(Recorded data begins)

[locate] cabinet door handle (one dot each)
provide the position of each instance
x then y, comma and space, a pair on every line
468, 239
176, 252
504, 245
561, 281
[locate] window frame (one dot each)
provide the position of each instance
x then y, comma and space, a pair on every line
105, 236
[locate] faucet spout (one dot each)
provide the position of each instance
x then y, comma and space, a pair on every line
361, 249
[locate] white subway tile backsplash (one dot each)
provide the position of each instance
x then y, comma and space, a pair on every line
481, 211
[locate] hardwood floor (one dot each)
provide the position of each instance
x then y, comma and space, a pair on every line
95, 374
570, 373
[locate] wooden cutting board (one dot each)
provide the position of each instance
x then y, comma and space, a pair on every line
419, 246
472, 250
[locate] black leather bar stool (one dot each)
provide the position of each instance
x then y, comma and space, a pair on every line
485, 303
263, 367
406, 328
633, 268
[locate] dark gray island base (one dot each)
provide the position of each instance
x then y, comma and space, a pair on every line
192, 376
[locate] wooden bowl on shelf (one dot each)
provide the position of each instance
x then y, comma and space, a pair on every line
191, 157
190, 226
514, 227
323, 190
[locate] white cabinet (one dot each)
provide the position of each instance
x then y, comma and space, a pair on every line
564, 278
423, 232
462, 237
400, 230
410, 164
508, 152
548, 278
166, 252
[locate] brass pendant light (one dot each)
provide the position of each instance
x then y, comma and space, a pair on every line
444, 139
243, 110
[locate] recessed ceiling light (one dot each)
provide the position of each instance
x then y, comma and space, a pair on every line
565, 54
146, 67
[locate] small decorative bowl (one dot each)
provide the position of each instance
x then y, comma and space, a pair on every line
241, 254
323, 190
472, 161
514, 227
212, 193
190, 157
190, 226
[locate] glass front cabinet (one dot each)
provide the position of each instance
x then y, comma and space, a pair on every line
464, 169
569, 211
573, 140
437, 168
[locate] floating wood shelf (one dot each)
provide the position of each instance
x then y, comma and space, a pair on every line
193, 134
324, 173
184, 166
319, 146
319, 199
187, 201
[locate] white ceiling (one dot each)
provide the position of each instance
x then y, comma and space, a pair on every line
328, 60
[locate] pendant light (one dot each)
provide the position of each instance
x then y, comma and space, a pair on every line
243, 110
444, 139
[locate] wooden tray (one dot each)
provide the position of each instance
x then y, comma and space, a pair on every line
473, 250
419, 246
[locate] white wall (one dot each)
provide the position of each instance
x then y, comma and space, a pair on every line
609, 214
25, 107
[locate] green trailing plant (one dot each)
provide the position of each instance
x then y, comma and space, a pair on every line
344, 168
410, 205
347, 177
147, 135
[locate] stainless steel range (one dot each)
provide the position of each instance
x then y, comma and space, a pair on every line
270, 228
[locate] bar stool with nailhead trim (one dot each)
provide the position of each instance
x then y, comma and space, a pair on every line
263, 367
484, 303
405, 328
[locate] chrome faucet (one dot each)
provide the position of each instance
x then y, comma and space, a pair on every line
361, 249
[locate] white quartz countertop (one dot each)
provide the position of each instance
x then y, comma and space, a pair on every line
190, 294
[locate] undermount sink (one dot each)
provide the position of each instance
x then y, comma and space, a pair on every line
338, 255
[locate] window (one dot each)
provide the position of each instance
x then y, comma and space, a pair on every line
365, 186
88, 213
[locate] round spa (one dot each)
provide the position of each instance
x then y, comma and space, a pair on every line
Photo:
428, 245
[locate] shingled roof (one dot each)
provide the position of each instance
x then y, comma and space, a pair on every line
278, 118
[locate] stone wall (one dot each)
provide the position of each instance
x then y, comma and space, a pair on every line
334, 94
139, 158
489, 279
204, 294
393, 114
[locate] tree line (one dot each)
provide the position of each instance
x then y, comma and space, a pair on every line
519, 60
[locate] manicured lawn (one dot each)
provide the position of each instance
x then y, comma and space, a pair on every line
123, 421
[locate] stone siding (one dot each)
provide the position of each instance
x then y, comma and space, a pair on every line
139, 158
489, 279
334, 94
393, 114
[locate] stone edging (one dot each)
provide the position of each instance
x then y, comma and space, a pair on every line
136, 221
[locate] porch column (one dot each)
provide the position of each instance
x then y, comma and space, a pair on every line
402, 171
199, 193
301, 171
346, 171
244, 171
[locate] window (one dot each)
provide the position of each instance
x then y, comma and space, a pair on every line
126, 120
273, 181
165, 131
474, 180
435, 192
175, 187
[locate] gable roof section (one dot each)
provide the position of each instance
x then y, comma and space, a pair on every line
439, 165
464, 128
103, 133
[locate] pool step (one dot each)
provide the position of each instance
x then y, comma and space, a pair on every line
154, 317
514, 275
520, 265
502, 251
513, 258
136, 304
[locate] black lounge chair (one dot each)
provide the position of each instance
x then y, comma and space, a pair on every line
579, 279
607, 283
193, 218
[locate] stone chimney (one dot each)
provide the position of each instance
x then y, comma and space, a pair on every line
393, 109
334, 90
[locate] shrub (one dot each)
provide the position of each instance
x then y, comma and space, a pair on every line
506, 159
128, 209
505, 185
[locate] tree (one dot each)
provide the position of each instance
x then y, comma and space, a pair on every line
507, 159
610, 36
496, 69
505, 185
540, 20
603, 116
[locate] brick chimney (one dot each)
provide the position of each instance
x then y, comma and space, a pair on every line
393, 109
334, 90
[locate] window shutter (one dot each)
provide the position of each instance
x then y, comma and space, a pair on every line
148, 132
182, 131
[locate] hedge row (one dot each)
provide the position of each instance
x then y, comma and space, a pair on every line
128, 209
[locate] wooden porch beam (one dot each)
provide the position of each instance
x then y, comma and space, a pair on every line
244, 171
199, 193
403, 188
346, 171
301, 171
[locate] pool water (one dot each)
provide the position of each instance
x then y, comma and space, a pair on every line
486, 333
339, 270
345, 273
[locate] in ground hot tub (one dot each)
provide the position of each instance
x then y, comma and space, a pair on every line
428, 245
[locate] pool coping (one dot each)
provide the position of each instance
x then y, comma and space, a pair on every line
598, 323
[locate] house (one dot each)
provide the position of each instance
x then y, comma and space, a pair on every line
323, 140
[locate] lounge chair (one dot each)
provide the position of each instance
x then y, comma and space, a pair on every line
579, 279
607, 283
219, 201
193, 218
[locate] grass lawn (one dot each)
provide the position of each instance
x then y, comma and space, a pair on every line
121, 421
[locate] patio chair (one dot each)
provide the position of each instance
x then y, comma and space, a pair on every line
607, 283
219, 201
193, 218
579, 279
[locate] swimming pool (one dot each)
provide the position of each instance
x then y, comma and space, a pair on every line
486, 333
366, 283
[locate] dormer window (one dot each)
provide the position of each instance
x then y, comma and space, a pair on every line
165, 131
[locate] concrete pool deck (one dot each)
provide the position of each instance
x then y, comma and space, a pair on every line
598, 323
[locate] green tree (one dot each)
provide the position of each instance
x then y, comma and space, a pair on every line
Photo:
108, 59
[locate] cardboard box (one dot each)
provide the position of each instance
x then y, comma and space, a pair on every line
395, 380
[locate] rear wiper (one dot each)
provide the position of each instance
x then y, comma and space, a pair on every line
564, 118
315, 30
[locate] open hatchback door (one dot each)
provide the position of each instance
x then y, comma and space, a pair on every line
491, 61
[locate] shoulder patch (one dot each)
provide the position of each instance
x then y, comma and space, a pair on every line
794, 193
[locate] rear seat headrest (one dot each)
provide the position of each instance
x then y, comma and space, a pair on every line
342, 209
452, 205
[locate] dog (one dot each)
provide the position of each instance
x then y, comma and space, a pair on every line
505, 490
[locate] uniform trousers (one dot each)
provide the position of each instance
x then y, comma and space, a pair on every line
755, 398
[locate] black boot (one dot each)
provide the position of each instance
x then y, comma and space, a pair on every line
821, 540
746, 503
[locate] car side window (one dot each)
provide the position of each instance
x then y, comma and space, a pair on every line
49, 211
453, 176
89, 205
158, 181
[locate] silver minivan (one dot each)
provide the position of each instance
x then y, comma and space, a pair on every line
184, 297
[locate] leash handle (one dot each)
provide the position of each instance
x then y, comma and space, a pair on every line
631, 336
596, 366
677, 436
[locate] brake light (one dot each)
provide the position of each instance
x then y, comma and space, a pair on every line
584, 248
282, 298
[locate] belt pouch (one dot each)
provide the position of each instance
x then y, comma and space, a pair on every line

(Recorded data ends)

Extract from the records above the lines from the one containing "[locate] white ceiling (one dot each)" to the one containing "[locate] white quartz", both lines included, exactly as they appear and with nothing else.

**Solution to the exercise:**
[locate] white ceiling (one dot each)
provide the position of each instance
x then y, comma and space, a pair on every line
328, 60
[locate] pendant light (one dot each)
provide the position of each instance
x then y, comma and space, a pair on every line
243, 110
444, 139
[locate] wooden tray (one dot each)
provide the position of each instance
x then y, comma and space, a pair on every line
473, 250
419, 246
[locate] white wall (one dot each)
provide the position of each instance
x then y, comma and space, a pair on every line
609, 214
25, 107
[locate] green trailing plant (one dot each)
provide the position of each instance
x then y, comma and space, a pair on every line
344, 168
410, 205
347, 177
147, 135
[locate] stainless steel range (one dot each)
provide the position of each instance
x then y, comma and space, a pair on every line
270, 228
[locate] bar stool with nailhead trim (one dot each)
provide the position of each instance
x then y, comma and space, a pair on every line
263, 367
484, 303
405, 328
[locate] chrome faucet (one dot each)
provide the position of each instance
x then y, comma and space, a pair on every line
361, 249
[locate] white quartz countertop (one dot each)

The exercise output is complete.